*Data records*:
#####
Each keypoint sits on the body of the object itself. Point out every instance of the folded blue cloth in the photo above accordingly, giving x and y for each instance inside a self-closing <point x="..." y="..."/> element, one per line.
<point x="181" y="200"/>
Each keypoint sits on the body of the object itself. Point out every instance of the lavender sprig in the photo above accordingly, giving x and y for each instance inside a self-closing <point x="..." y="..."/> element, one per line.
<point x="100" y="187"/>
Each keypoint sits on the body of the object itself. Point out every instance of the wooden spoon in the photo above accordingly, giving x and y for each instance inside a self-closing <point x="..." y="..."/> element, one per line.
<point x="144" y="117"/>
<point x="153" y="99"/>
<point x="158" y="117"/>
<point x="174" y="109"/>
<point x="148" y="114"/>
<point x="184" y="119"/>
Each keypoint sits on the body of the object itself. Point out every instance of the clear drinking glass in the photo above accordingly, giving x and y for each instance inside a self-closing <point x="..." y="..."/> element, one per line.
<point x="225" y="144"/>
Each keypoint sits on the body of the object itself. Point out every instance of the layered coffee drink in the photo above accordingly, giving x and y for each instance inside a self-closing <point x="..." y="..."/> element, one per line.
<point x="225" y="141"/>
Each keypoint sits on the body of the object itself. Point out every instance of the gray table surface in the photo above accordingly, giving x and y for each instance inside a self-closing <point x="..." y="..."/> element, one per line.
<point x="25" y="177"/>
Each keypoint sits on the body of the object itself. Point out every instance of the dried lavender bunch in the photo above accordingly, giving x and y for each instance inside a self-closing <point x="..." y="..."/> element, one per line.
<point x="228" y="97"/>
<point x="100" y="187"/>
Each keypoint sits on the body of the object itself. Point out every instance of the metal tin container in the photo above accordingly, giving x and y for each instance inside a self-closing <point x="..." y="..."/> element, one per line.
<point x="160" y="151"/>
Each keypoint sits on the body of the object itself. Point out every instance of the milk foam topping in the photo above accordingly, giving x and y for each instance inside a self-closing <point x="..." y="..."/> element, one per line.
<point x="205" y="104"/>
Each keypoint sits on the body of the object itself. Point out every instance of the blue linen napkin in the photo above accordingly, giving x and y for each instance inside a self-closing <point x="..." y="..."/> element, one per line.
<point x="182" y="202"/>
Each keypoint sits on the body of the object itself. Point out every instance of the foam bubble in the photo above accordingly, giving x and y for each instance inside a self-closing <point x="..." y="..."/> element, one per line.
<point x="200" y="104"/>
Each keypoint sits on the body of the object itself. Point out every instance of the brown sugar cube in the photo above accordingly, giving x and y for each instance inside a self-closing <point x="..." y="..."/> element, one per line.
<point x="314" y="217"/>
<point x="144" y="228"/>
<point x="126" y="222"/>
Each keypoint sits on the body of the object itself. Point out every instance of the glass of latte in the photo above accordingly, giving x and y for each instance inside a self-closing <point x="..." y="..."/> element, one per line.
#####
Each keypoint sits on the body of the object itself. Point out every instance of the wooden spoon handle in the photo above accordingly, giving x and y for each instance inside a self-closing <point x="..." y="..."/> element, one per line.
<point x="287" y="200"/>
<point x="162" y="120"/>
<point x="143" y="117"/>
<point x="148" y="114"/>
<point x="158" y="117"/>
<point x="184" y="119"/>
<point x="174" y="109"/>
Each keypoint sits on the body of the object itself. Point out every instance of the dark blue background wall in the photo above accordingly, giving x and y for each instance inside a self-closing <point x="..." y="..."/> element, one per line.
#####
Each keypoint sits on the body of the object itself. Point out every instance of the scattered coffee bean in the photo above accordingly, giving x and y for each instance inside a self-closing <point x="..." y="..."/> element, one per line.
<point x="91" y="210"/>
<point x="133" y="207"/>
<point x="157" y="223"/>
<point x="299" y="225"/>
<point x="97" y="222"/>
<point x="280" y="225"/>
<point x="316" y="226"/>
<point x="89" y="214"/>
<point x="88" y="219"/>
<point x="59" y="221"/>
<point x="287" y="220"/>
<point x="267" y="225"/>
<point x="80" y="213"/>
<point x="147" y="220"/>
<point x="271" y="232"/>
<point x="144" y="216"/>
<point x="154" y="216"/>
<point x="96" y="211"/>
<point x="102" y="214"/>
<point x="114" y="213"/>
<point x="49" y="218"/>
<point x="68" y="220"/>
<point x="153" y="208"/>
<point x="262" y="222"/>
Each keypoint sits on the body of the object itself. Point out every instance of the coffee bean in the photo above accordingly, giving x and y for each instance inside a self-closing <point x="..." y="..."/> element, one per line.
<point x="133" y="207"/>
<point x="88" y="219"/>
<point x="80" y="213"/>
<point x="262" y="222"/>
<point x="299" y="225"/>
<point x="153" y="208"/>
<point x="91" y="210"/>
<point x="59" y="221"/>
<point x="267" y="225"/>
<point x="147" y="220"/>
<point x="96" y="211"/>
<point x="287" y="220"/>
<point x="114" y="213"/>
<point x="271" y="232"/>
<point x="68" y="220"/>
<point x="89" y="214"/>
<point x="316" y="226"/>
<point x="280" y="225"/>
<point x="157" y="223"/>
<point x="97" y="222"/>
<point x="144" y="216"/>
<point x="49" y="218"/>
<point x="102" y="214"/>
#####
*Written instruction*: Please count the lines in the items above that contain the word "glass" and reply with the number alone.

*Output of the exercise*: 2